What to work on |
How many lines in the items below contain the string "sleeve"? Give only the number.

Extracted material |
########################################
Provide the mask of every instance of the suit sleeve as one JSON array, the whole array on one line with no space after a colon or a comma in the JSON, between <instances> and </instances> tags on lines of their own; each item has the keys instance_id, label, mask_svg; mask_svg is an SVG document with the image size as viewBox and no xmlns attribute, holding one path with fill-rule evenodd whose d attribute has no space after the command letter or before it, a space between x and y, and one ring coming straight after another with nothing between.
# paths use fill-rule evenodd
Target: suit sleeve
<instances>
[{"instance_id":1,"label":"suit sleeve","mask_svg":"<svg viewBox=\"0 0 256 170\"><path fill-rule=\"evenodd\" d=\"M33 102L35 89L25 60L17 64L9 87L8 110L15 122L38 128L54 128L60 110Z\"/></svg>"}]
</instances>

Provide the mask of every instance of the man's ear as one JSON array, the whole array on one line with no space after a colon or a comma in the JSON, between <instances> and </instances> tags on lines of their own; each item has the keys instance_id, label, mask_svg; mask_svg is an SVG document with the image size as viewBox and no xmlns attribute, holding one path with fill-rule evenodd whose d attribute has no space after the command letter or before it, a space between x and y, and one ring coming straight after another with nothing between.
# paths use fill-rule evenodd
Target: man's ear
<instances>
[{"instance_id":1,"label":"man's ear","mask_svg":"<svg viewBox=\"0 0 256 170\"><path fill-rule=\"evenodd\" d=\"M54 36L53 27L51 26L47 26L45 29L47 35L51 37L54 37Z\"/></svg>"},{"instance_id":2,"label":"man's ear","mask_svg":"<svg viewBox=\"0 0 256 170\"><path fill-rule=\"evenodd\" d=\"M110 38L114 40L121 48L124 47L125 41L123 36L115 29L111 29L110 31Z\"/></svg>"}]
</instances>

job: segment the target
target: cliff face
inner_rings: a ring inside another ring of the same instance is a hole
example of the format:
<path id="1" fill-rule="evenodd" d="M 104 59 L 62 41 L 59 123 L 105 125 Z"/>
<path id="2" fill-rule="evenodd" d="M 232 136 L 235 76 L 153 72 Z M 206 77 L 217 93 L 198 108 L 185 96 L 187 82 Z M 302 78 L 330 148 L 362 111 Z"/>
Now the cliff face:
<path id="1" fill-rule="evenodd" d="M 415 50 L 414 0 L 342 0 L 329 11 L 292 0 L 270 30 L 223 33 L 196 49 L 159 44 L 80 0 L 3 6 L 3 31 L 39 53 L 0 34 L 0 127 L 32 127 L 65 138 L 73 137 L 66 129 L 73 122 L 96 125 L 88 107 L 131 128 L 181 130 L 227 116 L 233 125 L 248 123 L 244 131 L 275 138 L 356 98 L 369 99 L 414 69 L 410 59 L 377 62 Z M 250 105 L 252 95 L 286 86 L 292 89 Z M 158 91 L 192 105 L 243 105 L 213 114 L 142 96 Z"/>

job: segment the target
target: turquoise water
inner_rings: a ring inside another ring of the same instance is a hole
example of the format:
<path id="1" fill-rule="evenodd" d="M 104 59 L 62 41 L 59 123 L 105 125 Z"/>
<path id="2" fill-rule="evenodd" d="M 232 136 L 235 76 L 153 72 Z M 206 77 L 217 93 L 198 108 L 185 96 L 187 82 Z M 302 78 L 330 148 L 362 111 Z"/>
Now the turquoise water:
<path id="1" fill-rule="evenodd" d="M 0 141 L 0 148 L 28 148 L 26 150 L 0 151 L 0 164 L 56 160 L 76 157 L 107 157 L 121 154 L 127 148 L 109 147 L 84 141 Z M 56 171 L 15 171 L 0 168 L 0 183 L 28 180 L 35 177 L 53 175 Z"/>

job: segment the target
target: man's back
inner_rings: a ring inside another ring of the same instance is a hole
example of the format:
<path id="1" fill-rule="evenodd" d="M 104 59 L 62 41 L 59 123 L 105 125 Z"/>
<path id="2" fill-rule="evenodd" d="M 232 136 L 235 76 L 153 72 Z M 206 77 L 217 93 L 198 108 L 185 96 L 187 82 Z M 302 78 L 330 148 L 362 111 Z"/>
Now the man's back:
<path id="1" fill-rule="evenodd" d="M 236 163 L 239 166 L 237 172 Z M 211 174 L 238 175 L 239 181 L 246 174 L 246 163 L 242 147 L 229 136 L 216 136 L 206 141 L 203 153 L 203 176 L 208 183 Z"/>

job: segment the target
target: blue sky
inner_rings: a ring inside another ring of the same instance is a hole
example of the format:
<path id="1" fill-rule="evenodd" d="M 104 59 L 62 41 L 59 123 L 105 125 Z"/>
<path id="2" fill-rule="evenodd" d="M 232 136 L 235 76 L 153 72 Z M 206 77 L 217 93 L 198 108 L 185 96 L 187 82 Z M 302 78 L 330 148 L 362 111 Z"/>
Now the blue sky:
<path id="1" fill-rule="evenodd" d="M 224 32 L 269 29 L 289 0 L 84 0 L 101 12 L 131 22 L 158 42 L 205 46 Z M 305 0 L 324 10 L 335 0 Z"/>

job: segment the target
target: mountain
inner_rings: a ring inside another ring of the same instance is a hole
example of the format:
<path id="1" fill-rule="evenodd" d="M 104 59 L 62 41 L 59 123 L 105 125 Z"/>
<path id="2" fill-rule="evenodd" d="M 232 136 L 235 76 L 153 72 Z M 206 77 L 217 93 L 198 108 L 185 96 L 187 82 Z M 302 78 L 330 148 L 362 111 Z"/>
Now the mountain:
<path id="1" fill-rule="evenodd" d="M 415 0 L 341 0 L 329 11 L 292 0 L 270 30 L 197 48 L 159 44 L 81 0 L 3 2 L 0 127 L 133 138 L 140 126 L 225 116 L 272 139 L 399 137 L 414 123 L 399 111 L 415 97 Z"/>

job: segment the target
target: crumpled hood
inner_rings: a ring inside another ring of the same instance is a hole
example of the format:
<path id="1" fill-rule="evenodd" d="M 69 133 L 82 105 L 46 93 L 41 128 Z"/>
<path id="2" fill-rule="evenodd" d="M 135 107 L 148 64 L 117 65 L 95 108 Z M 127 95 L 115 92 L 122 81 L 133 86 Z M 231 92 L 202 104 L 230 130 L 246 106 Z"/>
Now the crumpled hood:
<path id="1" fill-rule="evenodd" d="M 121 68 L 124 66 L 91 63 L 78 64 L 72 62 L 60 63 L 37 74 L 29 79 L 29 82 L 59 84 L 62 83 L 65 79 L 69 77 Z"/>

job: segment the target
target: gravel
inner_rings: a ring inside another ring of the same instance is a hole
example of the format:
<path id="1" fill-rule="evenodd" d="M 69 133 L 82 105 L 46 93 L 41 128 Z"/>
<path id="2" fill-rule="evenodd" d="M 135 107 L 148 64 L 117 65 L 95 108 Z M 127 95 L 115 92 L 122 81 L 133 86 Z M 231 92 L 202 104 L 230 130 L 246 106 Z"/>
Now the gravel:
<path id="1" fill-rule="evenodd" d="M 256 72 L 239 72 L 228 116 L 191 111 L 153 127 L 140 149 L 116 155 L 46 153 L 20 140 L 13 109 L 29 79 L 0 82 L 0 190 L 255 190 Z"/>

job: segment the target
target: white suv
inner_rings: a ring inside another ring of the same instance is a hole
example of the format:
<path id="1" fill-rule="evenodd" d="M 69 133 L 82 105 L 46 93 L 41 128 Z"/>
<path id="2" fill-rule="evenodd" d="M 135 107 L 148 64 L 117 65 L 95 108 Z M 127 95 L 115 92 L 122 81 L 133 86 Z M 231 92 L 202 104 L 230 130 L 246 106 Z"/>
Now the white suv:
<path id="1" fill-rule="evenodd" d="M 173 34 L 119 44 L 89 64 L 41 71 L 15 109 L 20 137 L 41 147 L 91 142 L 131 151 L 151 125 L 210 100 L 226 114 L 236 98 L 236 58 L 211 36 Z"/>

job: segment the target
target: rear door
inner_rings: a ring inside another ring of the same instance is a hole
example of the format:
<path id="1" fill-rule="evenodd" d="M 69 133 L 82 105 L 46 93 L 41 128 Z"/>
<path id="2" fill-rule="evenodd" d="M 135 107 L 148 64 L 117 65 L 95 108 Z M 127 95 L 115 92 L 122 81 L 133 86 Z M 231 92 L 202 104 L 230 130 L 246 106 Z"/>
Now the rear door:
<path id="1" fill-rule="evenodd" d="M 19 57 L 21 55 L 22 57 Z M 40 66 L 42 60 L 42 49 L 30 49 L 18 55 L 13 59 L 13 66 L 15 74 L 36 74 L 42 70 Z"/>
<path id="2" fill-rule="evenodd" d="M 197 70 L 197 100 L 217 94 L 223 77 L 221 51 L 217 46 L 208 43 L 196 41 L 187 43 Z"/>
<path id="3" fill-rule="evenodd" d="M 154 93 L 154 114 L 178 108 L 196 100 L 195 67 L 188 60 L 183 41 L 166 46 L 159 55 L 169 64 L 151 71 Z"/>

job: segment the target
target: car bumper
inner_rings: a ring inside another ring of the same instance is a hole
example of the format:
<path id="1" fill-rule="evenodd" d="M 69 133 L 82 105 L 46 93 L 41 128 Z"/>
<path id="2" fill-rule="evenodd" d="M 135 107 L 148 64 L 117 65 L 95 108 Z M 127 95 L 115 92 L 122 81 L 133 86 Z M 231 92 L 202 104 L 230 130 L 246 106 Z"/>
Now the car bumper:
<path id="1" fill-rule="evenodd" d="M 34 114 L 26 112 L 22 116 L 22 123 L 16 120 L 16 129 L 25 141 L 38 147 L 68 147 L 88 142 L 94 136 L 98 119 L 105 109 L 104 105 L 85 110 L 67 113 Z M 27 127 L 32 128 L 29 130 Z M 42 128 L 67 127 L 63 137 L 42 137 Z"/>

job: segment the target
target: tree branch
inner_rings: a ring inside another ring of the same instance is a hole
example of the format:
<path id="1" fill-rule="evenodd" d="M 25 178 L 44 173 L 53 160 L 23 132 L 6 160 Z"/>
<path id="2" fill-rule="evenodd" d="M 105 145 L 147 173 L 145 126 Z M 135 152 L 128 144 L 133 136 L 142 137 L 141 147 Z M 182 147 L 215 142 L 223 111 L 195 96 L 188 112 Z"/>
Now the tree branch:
########################################
The result |
3